= Direction =
Copy every line of the material below without changing anything.
***** Working data
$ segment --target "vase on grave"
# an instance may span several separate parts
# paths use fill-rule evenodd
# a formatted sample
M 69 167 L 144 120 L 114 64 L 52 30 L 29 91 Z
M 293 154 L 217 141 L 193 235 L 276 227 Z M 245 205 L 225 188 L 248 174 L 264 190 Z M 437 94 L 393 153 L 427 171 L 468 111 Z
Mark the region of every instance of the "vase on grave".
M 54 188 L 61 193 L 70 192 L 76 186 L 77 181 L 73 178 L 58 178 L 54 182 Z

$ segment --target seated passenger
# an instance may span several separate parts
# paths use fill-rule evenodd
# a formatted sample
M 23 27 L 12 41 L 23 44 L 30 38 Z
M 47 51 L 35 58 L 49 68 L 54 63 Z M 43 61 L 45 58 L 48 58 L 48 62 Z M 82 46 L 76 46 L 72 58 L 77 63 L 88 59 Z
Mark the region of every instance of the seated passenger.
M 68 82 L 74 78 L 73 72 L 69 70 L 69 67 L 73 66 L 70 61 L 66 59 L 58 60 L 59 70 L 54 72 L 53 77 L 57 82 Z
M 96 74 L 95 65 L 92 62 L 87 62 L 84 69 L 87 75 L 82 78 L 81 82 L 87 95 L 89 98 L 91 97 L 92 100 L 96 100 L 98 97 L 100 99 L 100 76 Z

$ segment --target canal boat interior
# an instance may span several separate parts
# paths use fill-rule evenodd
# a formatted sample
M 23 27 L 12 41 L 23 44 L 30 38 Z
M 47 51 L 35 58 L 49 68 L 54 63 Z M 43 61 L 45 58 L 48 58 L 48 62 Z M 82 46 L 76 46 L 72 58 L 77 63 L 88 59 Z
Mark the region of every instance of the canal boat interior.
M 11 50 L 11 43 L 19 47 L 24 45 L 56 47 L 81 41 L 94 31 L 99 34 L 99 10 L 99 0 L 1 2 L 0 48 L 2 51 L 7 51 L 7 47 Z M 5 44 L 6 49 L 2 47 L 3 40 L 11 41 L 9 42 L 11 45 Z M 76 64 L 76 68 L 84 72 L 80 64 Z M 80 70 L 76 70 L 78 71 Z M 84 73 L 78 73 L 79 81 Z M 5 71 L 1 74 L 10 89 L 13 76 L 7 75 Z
**********
= Task response =
$ segment --target "vase on grave"
# an instance may span several separate parts
# paths use fill-rule evenodd
# a formatted sample
M 69 167 L 144 120 L 114 64 L 52 30 L 29 91 Z
M 293 154 L 217 141 L 193 235 L 276 227 Z M 245 205 L 225 188 L 248 174 L 264 190 Z M 437 94 L 393 153 L 427 171 L 468 111 Z
Mark the region of every instance of the "vase on grave".
M 54 188 L 61 193 L 70 192 L 76 186 L 77 181 L 73 178 L 58 178 L 54 182 Z

$ segment --target seated passenger
# an instance may span several separate parts
# paths use fill-rule evenodd
# a formatted sample
M 23 27 L 12 41 L 23 44 L 30 38 Z
M 47 51 L 35 58 L 49 68 L 54 63 Z M 43 61 L 45 58 L 48 58 L 48 62 Z M 82 46 L 76 46 L 72 58 L 77 63 L 88 59 Z
Mark the region of every instance of the seated passenger.
M 68 82 L 74 78 L 73 72 L 69 70 L 69 67 L 73 66 L 70 61 L 66 59 L 58 60 L 59 70 L 54 72 L 53 77 L 57 82 Z
M 96 74 L 95 65 L 92 62 L 87 62 L 84 69 L 87 75 L 82 78 L 81 82 L 87 95 L 89 98 L 91 97 L 92 100 L 96 100 L 98 97 L 100 99 L 100 76 Z

$ segment --target canal boat interior
# an instance may span several separate parts
# paths use fill-rule evenodd
# a formatted sample
M 23 27 L 12 41 L 23 44 L 30 38 Z
M 47 51 L 35 58 L 49 68 L 54 63 Z M 43 61 L 45 58 L 48 58 L 48 62 Z M 82 46 L 76 46 L 72 58 L 77 63 L 88 59 Z
Mark the region of every instance of the canal boat interior.
M 11 50 L 11 43 L 19 47 L 24 45 L 56 47 L 81 41 L 94 31 L 99 34 L 99 10 L 99 0 L 1 2 L 0 48 L 2 51 L 7 51 L 7 47 Z M 5 44 L 6 49 L 2 47 L 3 40 L 11 41 L 9 42 L 11 45 Z M 76 64 L 76 68 L 84 72 L 80 64 Z M 80 70 L 76 70 L 78 71 Z M 84 73 L 78 73 L 79 81 Z M 5 71 L 1 74 L 10 89 L 13 76 L 7 75 Z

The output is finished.